[Recorded data]
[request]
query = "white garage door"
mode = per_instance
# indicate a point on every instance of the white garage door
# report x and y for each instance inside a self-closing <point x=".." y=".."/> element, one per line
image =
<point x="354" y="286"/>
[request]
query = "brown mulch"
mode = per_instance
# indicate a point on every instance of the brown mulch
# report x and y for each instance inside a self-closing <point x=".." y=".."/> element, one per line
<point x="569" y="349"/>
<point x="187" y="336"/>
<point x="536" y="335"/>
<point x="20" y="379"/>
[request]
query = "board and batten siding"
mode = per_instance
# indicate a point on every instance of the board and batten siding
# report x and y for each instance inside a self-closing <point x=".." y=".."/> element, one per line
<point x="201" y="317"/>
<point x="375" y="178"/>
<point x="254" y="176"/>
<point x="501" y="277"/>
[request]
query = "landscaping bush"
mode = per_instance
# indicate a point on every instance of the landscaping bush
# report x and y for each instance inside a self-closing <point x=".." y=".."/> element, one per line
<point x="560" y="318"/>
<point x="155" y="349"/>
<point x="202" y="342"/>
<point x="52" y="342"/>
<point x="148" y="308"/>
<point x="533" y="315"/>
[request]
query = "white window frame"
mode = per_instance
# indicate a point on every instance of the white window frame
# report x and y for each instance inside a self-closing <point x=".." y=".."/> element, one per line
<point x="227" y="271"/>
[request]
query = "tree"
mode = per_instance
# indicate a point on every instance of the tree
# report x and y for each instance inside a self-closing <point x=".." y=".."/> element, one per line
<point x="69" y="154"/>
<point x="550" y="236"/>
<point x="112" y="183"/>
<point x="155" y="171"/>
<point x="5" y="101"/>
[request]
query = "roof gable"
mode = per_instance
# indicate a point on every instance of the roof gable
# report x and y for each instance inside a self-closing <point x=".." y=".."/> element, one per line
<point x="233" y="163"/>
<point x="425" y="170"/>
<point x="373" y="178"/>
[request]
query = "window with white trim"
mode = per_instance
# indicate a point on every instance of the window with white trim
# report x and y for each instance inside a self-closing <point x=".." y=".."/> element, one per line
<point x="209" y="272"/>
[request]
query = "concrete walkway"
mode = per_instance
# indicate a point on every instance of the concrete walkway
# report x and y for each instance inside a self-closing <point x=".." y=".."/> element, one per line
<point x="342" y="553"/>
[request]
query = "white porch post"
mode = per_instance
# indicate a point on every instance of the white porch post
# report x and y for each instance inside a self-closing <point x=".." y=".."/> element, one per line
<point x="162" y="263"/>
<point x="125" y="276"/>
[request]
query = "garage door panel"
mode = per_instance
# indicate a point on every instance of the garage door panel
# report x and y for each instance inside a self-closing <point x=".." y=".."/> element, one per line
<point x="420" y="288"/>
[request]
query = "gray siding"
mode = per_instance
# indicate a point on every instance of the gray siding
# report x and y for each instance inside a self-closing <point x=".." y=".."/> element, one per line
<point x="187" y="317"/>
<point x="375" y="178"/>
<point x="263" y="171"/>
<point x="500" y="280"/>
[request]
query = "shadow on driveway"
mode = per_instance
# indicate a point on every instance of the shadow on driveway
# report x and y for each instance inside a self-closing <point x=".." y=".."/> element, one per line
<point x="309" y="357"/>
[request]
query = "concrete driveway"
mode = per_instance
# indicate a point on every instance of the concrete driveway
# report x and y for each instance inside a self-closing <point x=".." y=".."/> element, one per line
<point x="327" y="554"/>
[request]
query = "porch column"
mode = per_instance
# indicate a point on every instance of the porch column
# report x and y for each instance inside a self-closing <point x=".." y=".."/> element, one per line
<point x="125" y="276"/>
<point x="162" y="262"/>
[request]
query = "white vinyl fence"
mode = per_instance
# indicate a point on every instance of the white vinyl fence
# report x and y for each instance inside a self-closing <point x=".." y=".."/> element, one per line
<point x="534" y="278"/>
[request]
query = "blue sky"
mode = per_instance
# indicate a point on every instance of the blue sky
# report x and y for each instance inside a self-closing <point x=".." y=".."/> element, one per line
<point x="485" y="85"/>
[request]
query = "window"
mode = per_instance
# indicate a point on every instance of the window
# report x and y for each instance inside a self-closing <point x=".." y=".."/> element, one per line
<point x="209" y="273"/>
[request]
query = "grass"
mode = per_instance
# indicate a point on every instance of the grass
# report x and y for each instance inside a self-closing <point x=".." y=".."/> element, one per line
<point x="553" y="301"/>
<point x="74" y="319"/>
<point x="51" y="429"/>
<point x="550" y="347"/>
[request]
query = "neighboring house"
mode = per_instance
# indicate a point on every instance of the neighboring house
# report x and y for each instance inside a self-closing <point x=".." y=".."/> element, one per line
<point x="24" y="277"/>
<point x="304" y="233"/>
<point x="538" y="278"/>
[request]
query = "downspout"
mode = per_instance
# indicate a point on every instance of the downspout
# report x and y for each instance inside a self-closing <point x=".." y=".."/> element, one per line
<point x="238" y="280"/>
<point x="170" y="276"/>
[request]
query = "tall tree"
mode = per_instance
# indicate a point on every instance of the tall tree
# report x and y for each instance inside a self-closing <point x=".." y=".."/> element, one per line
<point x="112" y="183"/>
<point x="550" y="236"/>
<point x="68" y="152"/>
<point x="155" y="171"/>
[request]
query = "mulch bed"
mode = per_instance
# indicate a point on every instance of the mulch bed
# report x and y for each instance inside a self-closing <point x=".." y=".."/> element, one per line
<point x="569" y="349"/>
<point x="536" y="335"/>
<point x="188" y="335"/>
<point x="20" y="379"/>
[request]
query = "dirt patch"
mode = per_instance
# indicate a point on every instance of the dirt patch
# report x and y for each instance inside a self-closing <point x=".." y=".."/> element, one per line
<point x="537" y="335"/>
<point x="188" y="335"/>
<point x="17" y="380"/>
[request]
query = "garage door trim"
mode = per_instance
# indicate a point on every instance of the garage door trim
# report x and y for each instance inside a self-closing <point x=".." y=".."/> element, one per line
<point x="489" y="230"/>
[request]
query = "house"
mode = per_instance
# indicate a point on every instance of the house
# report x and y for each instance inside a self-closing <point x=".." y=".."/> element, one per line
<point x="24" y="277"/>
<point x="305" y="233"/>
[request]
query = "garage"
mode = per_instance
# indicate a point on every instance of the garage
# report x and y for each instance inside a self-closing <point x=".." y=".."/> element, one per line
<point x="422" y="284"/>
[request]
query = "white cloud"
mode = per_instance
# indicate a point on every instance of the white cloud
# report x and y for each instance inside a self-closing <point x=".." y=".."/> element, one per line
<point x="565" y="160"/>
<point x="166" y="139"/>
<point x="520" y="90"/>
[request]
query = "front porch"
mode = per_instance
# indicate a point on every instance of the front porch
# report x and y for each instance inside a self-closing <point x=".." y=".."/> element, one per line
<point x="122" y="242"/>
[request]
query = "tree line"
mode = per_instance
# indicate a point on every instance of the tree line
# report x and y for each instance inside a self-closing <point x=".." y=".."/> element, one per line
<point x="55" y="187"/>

■ What you will do ■
Above are the records; retype every one exactly.

■ Solution to this problem ■
[request]
query = "white garage door"
mode = per_instance
# indicate a point on every instance of the white garage door
# report x and y for each instance inside a self-closing <point x=".." y=".."/> element, one per line
image =
<point x="354" y="286"/>
[request]
query = "brown mulch"
mode = per_instance
# indicate a point on every instance of the brown mulch
# report x and y for each instance inside a self-closing <point x=".." y=".."/> element, one per line
<point x="569" y="349"/>
<point x="187" y="336"/>
<point x="536" y="335"/>
<point x="20" y="379"/>
[request]
query = "board and batten siding"
mode = per_instance
# indicate a point on every instance of the board and batten siding
# report x and y for each instance inside a self-closing <point x=".." y=".."/> element, one per line
<point x="201" y="317"/>
<point x="375" y="178"/>
<point x="254" y="176"/>
<point x="501" y="277"/>
[request]
query = "landscaping bush"
mode = per_instance
# indicate a point on every instance of the landscaping bush
# report x and y for each instance inside a self-closing <point x=".." y=".."/> element, one per line
<point x="560" y="318"/>
<point x="155" y="349"/>
<point x="202" y="342"/>
<point x="52" y="342"/>
<point x="148" y="308"/>
<point x="533" y="315"/>
[request]
query = "white window frame"
mode = per_instance
# indicate a point on every instance of the white window frame
# report x and y for each instance inside a self-closing <point x=".." y=".."/> element, one per line
<point x="227" y="271"/>
[request]
query = "tree"
mode = per_instance
# indicate a point on every instance of the tree
# report x and y for each instance inside a self-closing <point x=".." y=".."/> element, one per line
<point x="69" y="154"/>
<point x="550" y="236"/>
<point x="112" y="183"/>
<point x="155" y="171"/>
<point x="5" y="101"/>
[request]
query = "roof gable"
mode = per_instance
# indicate a point on every instance of the roof gable
# report x and y for each instance inside a self-closing <point x=".." y=".."/> element, one per line
<point x="233" y="163"/>
<point x="425" y="170"/>
<point x="373" y="178"/>
[request]
query = "window with white trim"
mode = per_instance
# indicate a point on every instance of the window with white trim
# report x and y for each instance inside a self-closing <point x=".." y=".."/> element, one per line
<point x="209" y="272"/>
[request]
query = "concrete walkway"
mode = per_instance
# indicate a point on every instance of the concrete walkway
# report x and y for each instance inside a self-closing <point x=".." y=".."/> element, one per line
<point x="342" y="553"/>
[request]
query = "white porch post"
mode = per_instance
# indicate a point on every instance of the white porch post
# report x and y for each instance inside a self-closing <point x=".." y=".."/> element, one per line
<point x="162" y="263"/>
<point x="125" y="276"/>
[request]
query = "garage door panel"
mode = per_instance
# indicate a point on every instance of the garage door panel
# report x and y for each instance inside a self-closing <point x=".." y=".."/> element, one per line
<point x="420" y="288"/>
[request]
query = "gray siding"
mode = per_instance
# indicate a point on every instance of the gray siding
# report x and y for each instance inside a self-closing <point x=".." y=".."/> element, one per line
<point x="187" y="317"/>
<point x="375" y="178"/>
<point x="263" y="171"/>
<point x="500" y="280"/>
[request]
query = "shadow on driveway"
mode = per_instance
# indicate a point on every instance of the shadow on driveway
# report x and y for each instance inside a self-closing <point x=".." y=".."/> element, one per line
<point x="309" y="357"/>
[request]
query = "concrete driveway"
mode = per_instance
# indicate a point on every instance of the concrete driveway
# report x and y for each instance inside a self-closing <point x=".." y=".."/> element, one per line
<point x="327" y="554"/>
[request]
query = "porch column"
mode = per_instance
# indicate a point on every instance of the porch column
# report x and y for each instance inside a self-closing <point x=".." y=".."/> element, one per line
<point x="125" y="276"/>
<point x="162" y="262"/>
[request]
query = "white vinyl fence"
mode = per_instance
# indicate a point on every instance of the white vinyl fence
# report x and y for each instance inside a self-closing <point x=".." y=".."/> element, one per line
<point x="534" y="278"/>
[request]
query = "blue sky"
mode = per_instance
# indicate a point on every instance of the blue sky
# report x and y for each instance inside a self-closing <point x=".." y=".."/> element, one per line
<point x="485" y="85"/>
[request]
query = "window"
mode = per_instance
# indicate a point on every instance of the window
# report x and y for each instance inside a self-closing <point x=".." y=".."/> element, one per line
<point x="209" y="273"/>
[request]
query = "grass"
mode = per_instance
# indicate a point on every instance of the grass
# report x and y for each instance inside a self-closing <point x=".." y=".."/> element, one per line
<point x="553" y="301"/>
<point x="74" y="319"/>
<point x="51" y="429"/>
<point x="550" y="347"/>
[request]
query = "neighboring house"
mode = per_instance
# indicate a point on every instance of the neighboring house
# report x and y for each instance inside a self-closing <point x=".." y=".."/> element, one per line
<point x="24" y="277"/>
<point x="304" y="233"/>
<point x="538" y="278"/>
[request]
query = "downspout"
mode = per_instance
# indicate a point on every instance of the downspout
# report x and y for each instance inside a self-closing <point x=".." y=".."/> element, one per line
<point x="238" y="280"/>
<point x="170" y="276"/>
[request]
query = "tall tree"
mode = per_instance
# indicate a point on every instance of the tall tree
# report x and y for each instance inside a self-closing <point x=".." y=".."/> element, one per line
<point x="112" y="183"/>
<point x="550" y="236"/>
<point x="68" y="152"/>
<point x="155" y="171"/>
[request]
query = "mulch bed"
mode = per_instance
# indicate a point on every instance of the mulch bed
# report x and y for each instance inside a self-closing <point x=".." y=".."/> element, one per line
<point x="569" y="349"/>
<point x="536" y="335"/>
<point x="188" y="335"/>
<point x="20" y="379"/>
[request]
query = "dirt patch"
mode = per_instance
# indicate a point on every instance of the dirt patch
# report x and y for each instance inside a self-closing <point x=".." y=".."/> element, one per line
<point x="537" y="335"/>
<point x="188" y="335"/>
<point x="17" y="380"/>
[request]
query = "garage door trim"
mode = per_instance
# indicate a point on every instance of the garage door trim
# report x and y for each instance inside a self-closing <point x=".." y=".."/> element, one per line
<point x="489" y="230"/>
[request]
query = "house"
mode = per_instance
# indicate a point on every instance of the house
# report x and y for each instance inside a self-closing <point x=".." y=".."/> element, one per line
<point x="24" y="277"/>
<point x="305" y="233"/>
[request]
query = "garage"
mode = per_instance
# indicate a point on every instance of the garage
# report x and y for each instance inside a self-closing <point x=".." y=".."/> element, one per line
<point x="422" y="284"/>
[request]
query = "white cloud"
mode = per_instance
# indicate a point on every instance of the white cloud
# report x and y for each instance inside a self-closing <point x=".." y=".."/> element, one per line
<point x="565" y="160"/>
<point x="166" y="139"/>
<point x="520" y="90"/>
[request]
query = "front porch"
mode = per_instance
# indicate a point on every instance of the front porch
# report x and y for each instance inside a self-closing <point x=".." y=".."/> element, one per line
<point x="122" y="242"/>
[request]
query = "tree line"
mode = per_instance
# indicate a point on every instance of the tree line
# report x and y for each instance inside a self-closing <point x=".." y=".."/> element, one per line
<point x="55" y="187"/>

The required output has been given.